◆ **Exercise**: Transcribe the listing word for word.

::::::::

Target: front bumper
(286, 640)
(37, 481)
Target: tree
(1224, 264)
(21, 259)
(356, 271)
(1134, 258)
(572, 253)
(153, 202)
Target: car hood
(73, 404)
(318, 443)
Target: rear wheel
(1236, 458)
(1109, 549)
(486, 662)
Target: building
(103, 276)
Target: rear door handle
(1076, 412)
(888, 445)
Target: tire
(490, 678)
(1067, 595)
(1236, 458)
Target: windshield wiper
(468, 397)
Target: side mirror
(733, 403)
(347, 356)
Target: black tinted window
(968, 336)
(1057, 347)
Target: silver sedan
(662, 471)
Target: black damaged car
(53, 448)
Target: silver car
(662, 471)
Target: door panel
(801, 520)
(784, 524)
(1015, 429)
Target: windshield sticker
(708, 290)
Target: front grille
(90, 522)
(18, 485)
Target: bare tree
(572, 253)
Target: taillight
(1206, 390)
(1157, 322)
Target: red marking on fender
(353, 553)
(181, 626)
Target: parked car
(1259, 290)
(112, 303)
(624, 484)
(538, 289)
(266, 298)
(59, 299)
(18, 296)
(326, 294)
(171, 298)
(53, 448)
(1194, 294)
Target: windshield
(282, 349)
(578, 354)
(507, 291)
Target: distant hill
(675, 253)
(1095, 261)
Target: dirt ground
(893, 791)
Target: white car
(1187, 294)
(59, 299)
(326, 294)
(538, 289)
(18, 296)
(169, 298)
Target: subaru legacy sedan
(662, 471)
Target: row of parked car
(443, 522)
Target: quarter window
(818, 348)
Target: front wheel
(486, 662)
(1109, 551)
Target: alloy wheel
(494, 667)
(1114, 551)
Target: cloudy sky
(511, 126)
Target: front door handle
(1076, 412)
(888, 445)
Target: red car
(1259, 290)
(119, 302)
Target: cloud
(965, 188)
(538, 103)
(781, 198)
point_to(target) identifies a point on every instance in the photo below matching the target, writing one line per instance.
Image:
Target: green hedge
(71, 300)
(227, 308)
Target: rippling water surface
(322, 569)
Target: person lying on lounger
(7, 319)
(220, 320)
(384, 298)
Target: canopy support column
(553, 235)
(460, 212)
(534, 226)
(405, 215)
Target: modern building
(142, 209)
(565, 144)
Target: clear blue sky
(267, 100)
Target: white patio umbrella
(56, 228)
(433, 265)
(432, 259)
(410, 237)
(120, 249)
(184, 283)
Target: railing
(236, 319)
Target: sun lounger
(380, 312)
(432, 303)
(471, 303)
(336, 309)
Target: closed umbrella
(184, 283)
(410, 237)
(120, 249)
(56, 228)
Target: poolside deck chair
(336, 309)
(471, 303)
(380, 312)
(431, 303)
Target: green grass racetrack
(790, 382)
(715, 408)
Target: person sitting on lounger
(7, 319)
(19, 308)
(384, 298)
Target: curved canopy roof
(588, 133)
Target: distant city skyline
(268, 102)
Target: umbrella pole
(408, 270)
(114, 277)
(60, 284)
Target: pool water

::::::::

◆ **Output for this task**:
Target: front bumper
(286, 640)
(37, 481)
Target: tree
(1224, 264)
(21, 259)
(356, 271)
(1134, 258)
(572, 253)
(153, 202)
Target: car hood
(73, 404)
(318, 443)
Target: rear wheel
(1236, 458)
(1109, 549)
(486, 662)
Target: building
(103, 276)
Target: rear door handle
(1076, 412)
(888, 445)
Target: tire
(490, 678)
(1067, 595)
(1236, 458)
Target: windshield wiper
(468, 397)
Target: side mirror
(733, 403)
(347, 356)
Target: black tinted window
(968, 336)
(1057, 347)
Target: silver sedan
(662, 471)
Target: black damaged car
(53, 448)
Target: silver car
(662, 471)
Target: door panel
(801, 520)
(784, 524)
(1015, 429)
Target: windshield sticker
(708, 290)
Target: front grille
(90, 522)
(18, 485)
Target: bare tree
(572, 253)
Target: taillight
(1206, 390)
(1157, 322)
Target: red marking on fender
(353, 553)
(181, 626)
Target: parked car
(1259, 290)
(112, 303)
(624, 484)
(538, 289)
(266, 298)
(59, 299)
(18, 296)
(326, 294)
(171, 298)
(53, 448)
(1194, 294)
Target: windshield
(282, 349)
(578, 354)
(507, 291)
Target: distant hill
(675, 253)
(1095, 261)
Target: dirt ground
(893, 791)
Target: white car
(1187, 294)
(59, 299)
(326, 294)
(538, 289)
(18, 296)
(169, 298)
Target: subaru legacy sedan
(662, 471)
Target: row of parked car
(443, 522)
Target: quarter window
(818, 348)
Target: front wheel
(486, 662)
(1109, 551)
Target: alloy wheel
(494, 667)
(1114, 551)
Target: cloudy sky
(511, 126)
Target: front door handle
(1076, 412)
(888, 445)
Target: red car
(1259, 290)
(119, 302)
Target: cloud
(965, 188)
(538, 103)
(781, 198)
point_to(target) identifies a point on every instance in the photo below matching the target, writing one line per instance.
Image:
Target: green hedge
(71, 300)
(227, 308)
Target: rippling water surface
(322, 569)
Target: person lying on lounger
(7, 319)
(220, 320)
(384, 298)
Target: canopy support column
(553, 235)
(460, 212)
(534, 226)
(405, 215)
Target: modern building
(142, 209)
(565, 144)
Target: clear blue sky
(267, 100)
Target: white patio umbrella
(56, 228)
(433, 265)
(432, 259)
(410, 237)
(120, 249)
(184, 283)
Target: railing
(236, 319)
Target: sun lounger
(380, 312)
(432, 303)
(471, 303)
(336, 309)
Target: closed umbrella
(184, 283)
(410, 237)
(120, 249)
(56, 228)
Target: poolside deck chair
(336, 309)
(471, 303)
(380, 312)
(431, 303)
Target: green grass racetrack
(790, 382)
(715, 408)
Target: person sitting on lounger
(7, 319)
(19, 308)
(384, 298)
Target: curved canopy roof
(588, 133)
Target: distant city skyline
(268, 102)
Target: umbrella pole
(408, 270)
(114, 277)
(60, 284)
Target: pool water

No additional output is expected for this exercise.